:: RECORD SET ::

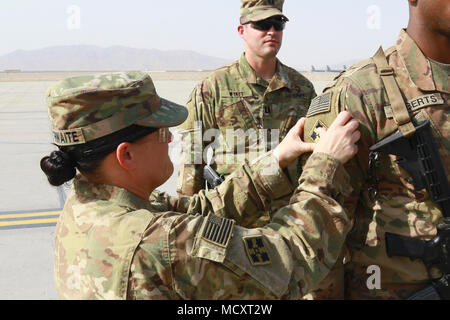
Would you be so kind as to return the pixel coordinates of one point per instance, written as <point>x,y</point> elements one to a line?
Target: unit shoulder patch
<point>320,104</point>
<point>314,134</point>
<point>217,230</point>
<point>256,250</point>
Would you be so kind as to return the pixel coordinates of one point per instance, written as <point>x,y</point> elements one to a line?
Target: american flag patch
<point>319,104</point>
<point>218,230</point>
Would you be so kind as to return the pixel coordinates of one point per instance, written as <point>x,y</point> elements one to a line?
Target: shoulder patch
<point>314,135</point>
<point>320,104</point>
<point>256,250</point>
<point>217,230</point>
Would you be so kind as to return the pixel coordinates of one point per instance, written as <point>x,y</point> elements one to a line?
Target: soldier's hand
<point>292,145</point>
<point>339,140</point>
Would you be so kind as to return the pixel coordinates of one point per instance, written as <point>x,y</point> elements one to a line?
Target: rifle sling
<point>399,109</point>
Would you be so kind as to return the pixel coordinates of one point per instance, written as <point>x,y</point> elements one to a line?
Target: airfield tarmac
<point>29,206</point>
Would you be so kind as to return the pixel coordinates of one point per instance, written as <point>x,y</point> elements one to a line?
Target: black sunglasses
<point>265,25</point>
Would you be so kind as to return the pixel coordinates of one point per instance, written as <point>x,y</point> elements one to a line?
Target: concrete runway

:: TASK BRIEF ::
Set down every entry above without alteration, but print no images.

:: FINISHED EXERCISE ::
Would you be so kind as to return the pixel coordinates of one point per instance, written as <point>x,y</point> elements one to a line?
Target: unit shoulder patch
<point>320,104</point>
<point>314,134</point>
<point>217,230</point>
<point>256,250</point>
Would you be so kind as to return the pixel coordinates of one point per instance, written as <point>x,y</point> elements one to a line?
Target: american flag patch
<point>319,104</point>
<point>218,230</point>
Would you be so kind as to return the pixel coordinates of one point per instance, written as <point>x,y</point> elements one to a line?
Target: shoulder patch
<point>314,135</point>
<point>320,104</point>
<point>256,250</point>
<point>217,230</point>
Would you be so kind as to return the pixel coordinates of one point per instance, written as <point>x,y</point> elements one to a line?
Target: soldier's hand
<point>292,145</point>
<point>339,140</point>
Would you be so kind as to return the pixel coordinates of one point per instance, written as <point>x,y</point> elements one to a line?
Target: rifle sling
<point>399,109</point>
Would you be so kind as to return the pixel coordinates of one point per instance, written as <point>x,y</point> elements one to a line?
Target: airfield tarmac
<point>29,206</point>
Would you be so kind as to return the pixel coordinates of one point per instance, written as <point>x,y</point> elements one to a line?
Target: black sunglasses
<point>265,25</point>
Would you be so kind as to return the pixel coordinates of one point per instance, written as <point>x,y</point> elements one to a line?
Target: concrete runway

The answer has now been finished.